▸ **Problem statement**: Return each line from the items below that contains the word "every". Letter case matters.

▸ **The input**:
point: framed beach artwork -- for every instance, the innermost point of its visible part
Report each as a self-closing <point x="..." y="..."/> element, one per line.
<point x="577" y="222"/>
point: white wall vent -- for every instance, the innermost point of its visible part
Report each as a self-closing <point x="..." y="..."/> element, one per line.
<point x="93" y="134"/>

==

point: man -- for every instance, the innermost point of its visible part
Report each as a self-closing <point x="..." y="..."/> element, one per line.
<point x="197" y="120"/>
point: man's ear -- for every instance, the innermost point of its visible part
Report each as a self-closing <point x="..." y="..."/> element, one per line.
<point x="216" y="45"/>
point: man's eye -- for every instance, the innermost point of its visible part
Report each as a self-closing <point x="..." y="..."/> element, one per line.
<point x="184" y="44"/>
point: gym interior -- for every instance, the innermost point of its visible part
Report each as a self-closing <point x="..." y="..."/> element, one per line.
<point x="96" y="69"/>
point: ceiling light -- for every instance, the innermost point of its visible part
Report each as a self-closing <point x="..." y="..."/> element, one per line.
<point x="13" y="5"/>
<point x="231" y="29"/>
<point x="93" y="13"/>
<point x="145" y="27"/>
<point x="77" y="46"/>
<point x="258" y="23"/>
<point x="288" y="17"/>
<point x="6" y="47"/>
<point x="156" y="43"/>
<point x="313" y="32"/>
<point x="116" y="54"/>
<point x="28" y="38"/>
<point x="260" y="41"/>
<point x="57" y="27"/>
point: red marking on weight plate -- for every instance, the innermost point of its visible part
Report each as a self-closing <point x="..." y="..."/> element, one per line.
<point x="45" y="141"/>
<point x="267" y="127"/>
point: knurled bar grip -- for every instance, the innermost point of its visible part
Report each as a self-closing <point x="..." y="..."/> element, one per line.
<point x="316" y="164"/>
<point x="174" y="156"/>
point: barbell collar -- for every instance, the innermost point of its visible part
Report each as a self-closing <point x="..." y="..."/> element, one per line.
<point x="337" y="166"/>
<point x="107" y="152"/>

▸ **Response**:
point: framed beach artwork -- for every instance, the innermost point of its visible part
point: white wall vent -- for every instance, the innermost point of its visible part
point: man -- for every instance, the innermost point of its visible part
point: man's ear -- for every instance, the innermost point of its visible part
point: man's eye -- for every instance, the innermost point of its visible part
point: gym interior -- for every instance, the innermost point of its visible part
point: ceiling light -- for every instance, the innermost point of its visible part
point: red marking on weight plate -- for every instance, the innermost point of its visible part
point: knurled bar grip -- for every instance, the innermost point of its visible part
point: barbell collar -- for every instance, the innermost point of its visible part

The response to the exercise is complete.